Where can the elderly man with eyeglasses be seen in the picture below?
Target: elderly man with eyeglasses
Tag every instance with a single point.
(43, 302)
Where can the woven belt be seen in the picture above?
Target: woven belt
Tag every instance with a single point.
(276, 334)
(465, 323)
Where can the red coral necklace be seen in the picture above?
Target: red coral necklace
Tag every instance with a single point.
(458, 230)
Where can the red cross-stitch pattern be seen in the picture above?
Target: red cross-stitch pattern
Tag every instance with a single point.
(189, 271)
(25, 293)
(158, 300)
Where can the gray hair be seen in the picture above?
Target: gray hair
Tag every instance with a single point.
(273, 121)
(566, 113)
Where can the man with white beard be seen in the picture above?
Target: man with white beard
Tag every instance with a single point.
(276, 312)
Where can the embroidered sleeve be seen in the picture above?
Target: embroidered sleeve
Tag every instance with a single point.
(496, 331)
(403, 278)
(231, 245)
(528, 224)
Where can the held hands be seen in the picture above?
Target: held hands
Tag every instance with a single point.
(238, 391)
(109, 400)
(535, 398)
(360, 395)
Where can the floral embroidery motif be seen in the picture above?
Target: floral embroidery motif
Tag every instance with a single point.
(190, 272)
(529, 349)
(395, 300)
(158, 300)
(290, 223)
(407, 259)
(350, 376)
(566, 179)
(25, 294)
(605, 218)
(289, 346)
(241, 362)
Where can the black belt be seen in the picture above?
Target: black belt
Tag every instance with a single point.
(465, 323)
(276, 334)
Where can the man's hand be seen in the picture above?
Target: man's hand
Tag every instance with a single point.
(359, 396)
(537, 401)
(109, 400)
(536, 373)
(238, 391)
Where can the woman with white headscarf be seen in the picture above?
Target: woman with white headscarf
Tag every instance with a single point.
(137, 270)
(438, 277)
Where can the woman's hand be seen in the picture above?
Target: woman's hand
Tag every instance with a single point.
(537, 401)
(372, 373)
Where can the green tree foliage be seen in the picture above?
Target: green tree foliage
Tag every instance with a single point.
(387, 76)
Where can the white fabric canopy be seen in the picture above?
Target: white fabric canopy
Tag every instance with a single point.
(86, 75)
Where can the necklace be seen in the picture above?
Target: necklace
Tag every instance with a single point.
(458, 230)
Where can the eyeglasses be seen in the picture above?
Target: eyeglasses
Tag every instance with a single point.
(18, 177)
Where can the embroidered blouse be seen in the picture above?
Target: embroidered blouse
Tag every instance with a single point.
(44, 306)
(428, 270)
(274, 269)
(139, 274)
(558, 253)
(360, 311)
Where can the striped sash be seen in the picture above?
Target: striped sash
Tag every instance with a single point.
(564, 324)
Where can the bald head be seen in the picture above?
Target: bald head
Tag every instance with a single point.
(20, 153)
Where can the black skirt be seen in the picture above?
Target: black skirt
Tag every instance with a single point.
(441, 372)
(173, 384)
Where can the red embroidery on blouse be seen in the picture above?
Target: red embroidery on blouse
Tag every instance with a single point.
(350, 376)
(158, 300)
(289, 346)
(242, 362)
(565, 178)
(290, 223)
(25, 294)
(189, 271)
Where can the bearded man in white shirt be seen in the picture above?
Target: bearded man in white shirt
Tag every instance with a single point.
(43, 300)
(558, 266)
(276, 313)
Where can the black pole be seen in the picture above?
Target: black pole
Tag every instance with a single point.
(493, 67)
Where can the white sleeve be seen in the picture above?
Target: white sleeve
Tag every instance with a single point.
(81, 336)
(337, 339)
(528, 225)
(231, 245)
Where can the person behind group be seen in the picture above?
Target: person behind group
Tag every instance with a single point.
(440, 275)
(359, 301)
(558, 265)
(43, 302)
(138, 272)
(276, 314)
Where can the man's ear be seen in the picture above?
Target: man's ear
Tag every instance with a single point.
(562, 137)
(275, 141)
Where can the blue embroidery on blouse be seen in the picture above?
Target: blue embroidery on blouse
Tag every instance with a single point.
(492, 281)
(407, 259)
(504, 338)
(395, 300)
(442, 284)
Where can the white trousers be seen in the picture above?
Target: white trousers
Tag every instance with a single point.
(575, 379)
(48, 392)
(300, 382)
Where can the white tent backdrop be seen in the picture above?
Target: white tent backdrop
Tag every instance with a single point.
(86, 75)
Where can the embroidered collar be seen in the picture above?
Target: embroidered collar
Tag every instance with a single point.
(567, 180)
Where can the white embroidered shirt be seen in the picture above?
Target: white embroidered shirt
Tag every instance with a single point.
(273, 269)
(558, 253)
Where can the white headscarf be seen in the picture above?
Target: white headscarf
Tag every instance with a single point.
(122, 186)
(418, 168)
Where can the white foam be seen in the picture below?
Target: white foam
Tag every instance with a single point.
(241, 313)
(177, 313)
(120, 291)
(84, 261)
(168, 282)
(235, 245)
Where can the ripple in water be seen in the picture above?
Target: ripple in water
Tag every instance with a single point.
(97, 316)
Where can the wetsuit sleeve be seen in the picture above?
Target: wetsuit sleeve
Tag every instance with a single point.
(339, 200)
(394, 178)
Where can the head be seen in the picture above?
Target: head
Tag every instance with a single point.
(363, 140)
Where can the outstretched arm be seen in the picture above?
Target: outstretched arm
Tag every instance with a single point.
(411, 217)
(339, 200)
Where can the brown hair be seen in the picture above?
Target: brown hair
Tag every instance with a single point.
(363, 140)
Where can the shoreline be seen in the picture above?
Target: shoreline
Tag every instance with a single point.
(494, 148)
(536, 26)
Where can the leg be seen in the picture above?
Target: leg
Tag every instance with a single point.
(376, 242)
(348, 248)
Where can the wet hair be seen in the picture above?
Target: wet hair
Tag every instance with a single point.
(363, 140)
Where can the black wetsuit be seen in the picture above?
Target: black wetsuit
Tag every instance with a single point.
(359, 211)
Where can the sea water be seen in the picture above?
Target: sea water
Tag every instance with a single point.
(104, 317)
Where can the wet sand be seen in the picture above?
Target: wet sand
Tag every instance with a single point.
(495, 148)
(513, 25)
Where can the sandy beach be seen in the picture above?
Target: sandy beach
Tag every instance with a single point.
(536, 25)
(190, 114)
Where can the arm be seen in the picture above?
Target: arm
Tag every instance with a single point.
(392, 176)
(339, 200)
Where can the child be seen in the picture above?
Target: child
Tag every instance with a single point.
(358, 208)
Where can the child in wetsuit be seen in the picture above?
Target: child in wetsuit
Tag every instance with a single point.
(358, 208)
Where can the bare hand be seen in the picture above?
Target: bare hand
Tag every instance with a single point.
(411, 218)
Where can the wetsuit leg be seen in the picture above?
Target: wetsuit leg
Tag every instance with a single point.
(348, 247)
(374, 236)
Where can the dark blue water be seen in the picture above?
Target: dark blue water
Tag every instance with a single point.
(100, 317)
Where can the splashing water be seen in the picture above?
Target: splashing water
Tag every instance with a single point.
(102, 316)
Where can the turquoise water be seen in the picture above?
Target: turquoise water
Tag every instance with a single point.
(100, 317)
+++
Assignment: Above are the records; print exactly the lines from the line with "Target: black wetsuit" to the line with "Target: arm", including both, and nothing else.

Reply to the exercise:
Target: black wetsuit
Tag every instance with a single point.
(359, 211)
Where can the sea water be seen in the picture above?
Target: sea water
Tag every instance with a single point.
(104, 317)
Where can the wet sand be seen in the picture above?
Target: wet sand
Tag every instance with a single point.
(495, 148)
(513, 25)
Where can the sandy beach be seen in the picture above?
Target: sandy beach
Tag every instance with a single point.
(536, 25)
(190, 114)
Where can the arm be seen in the picture above?
Target: arm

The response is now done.